(Exercise description) Which rows below contain the word "window"? Report each of them, copying the whole line.

(Labeled-object pointing entries)
----------------------------------------

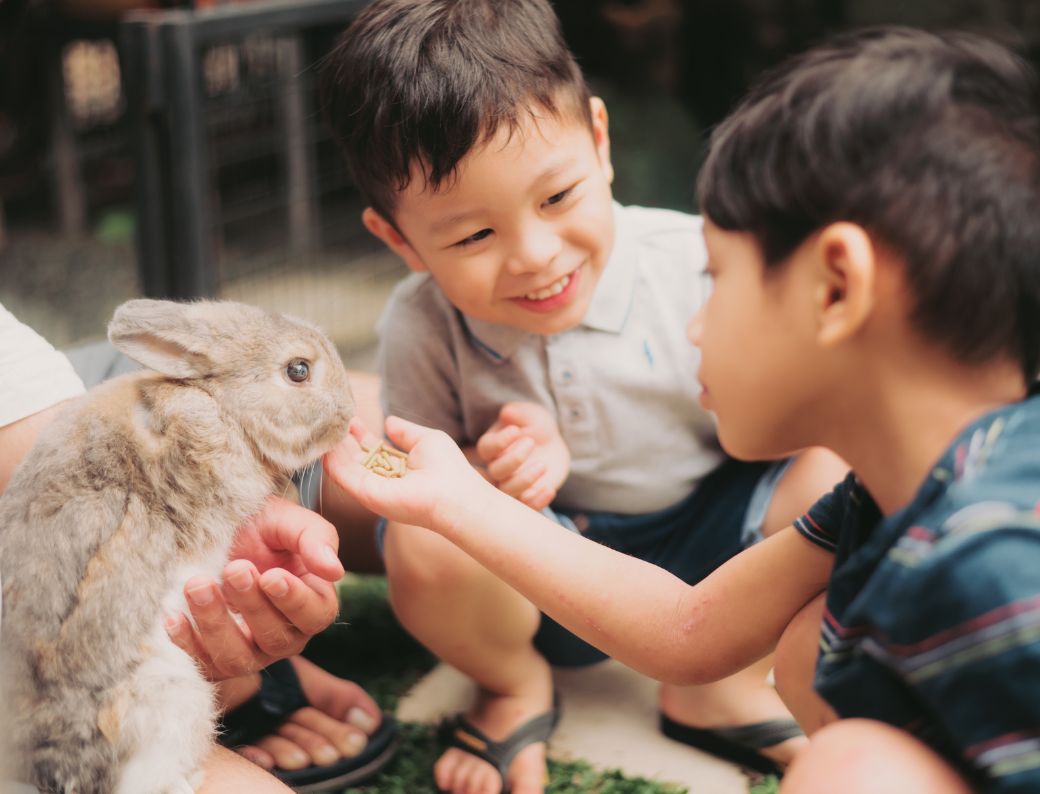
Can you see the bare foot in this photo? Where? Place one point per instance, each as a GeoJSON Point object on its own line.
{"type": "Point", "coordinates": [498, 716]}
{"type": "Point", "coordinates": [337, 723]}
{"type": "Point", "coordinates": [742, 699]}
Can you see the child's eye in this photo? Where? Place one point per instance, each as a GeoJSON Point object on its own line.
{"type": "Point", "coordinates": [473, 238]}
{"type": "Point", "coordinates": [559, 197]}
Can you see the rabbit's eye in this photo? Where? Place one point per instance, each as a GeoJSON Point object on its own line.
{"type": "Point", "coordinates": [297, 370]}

----------------------------------------

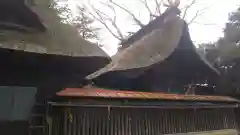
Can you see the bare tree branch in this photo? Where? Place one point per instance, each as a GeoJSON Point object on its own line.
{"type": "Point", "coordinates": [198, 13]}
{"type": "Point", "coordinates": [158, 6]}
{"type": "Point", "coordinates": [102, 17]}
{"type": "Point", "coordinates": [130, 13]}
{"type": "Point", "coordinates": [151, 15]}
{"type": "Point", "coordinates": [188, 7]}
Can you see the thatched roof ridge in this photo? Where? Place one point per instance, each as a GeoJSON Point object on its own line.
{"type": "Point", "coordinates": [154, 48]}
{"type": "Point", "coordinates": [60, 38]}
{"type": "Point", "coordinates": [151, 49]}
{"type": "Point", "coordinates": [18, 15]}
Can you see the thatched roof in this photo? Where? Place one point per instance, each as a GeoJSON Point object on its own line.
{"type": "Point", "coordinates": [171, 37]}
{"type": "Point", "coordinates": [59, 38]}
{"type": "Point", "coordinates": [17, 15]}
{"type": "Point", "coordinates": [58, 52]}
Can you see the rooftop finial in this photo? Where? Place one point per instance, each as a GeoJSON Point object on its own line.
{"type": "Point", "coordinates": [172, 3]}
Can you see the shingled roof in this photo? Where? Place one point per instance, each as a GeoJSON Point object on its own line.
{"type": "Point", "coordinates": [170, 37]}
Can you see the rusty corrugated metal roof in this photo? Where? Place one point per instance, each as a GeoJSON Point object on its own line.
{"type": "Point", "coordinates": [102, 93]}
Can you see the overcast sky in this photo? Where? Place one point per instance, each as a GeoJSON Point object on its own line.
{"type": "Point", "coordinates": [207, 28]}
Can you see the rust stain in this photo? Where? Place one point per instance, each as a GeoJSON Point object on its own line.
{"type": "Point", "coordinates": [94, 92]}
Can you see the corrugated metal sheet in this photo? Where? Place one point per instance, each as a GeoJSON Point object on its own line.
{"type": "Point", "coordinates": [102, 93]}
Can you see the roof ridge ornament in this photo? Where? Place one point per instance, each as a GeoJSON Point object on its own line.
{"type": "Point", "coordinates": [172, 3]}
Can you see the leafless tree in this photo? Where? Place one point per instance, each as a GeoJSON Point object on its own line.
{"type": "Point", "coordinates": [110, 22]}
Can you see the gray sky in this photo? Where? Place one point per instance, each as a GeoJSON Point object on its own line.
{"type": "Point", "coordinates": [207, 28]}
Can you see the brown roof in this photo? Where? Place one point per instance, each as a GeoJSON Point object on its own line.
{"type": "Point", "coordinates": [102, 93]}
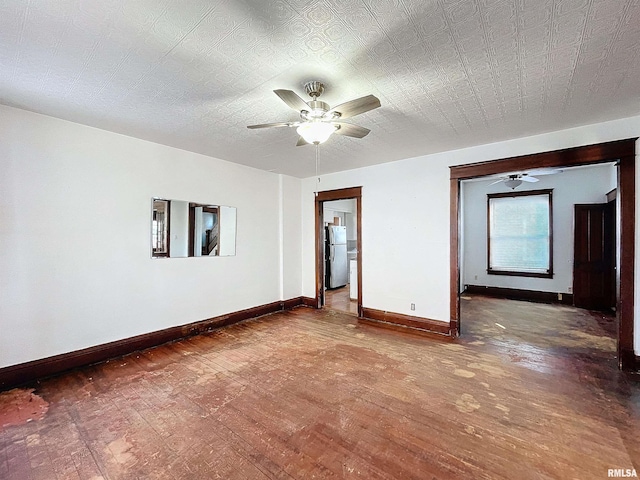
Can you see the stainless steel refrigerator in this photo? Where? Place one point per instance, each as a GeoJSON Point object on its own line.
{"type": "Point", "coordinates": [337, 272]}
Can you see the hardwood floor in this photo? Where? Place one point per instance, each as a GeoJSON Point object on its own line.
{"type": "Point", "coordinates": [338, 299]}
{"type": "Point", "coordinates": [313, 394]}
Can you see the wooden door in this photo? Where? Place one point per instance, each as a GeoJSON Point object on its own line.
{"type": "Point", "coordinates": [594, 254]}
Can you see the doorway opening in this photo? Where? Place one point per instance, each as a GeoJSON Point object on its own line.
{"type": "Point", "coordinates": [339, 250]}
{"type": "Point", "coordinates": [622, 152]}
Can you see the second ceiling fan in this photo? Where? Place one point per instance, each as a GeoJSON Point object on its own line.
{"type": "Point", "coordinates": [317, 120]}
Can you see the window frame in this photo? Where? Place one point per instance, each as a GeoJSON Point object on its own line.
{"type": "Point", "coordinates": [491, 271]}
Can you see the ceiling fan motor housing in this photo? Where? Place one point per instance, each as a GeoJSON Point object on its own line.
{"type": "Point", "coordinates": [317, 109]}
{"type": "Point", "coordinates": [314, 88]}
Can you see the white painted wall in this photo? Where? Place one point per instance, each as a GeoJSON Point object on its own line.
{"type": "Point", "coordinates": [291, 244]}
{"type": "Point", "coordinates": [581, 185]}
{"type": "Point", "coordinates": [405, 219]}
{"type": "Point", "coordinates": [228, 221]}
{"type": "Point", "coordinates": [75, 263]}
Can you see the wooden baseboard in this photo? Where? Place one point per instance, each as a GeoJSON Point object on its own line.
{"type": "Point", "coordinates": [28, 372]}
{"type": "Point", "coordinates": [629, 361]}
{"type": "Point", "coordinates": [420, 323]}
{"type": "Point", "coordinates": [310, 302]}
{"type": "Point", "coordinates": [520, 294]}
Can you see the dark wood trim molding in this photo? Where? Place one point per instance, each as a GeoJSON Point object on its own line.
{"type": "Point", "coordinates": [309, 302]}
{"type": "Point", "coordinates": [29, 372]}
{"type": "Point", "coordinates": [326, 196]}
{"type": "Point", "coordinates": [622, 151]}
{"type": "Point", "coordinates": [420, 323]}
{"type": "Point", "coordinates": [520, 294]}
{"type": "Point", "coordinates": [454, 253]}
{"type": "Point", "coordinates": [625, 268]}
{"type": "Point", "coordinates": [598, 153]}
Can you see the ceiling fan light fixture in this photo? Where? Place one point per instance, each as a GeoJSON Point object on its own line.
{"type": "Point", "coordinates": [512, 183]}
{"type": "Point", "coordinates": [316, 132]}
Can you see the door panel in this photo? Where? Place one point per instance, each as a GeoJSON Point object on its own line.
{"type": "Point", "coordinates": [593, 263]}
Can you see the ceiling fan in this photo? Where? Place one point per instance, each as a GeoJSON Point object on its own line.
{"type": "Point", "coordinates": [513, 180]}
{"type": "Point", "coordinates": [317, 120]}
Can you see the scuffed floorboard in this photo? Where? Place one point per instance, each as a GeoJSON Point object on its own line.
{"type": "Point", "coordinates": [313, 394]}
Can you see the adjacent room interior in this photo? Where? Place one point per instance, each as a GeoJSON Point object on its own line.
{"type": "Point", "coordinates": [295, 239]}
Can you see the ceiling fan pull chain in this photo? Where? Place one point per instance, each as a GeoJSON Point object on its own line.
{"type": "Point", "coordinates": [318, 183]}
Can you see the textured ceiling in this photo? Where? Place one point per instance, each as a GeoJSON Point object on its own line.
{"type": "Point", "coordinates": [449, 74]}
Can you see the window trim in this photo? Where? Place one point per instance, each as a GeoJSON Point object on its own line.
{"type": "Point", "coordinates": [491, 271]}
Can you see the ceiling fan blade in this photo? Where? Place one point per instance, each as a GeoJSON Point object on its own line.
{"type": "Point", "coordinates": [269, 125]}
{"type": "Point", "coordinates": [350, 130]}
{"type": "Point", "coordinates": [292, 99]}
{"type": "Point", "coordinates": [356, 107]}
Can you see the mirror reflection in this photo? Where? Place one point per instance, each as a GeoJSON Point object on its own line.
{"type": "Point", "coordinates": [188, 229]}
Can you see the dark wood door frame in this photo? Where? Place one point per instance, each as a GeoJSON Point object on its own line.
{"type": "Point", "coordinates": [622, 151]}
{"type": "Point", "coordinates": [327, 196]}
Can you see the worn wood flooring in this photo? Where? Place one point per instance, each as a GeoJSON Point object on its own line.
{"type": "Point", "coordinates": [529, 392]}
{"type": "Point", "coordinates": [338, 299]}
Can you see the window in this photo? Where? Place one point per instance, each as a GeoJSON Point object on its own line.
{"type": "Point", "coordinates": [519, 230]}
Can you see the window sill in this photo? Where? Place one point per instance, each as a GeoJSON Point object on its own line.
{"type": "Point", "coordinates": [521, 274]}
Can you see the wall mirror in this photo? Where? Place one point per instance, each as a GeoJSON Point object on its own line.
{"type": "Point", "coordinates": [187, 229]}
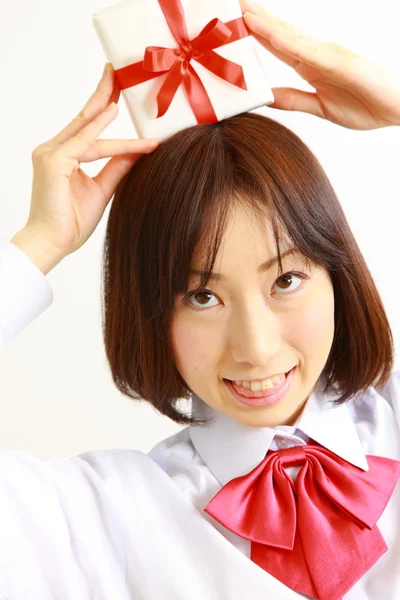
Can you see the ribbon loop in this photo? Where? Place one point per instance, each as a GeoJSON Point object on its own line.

----------------------------------------

(Result for this exercise)
Can you see the window frame in this photo? Where? Place one point per instance, each as a GeoJSON Point object on its own line.
Can you see the window trim in this photo? Where? Place one point per instance, each as a GeoJSON Point object on its own line.
Can you see the window in this photo? Where? Place one point per instance, each as a GeoJSON Point object on its own line.
Can you see the window sill in this photo? Where? Place one point per instance, each as a GeoJSON Point object on its own line.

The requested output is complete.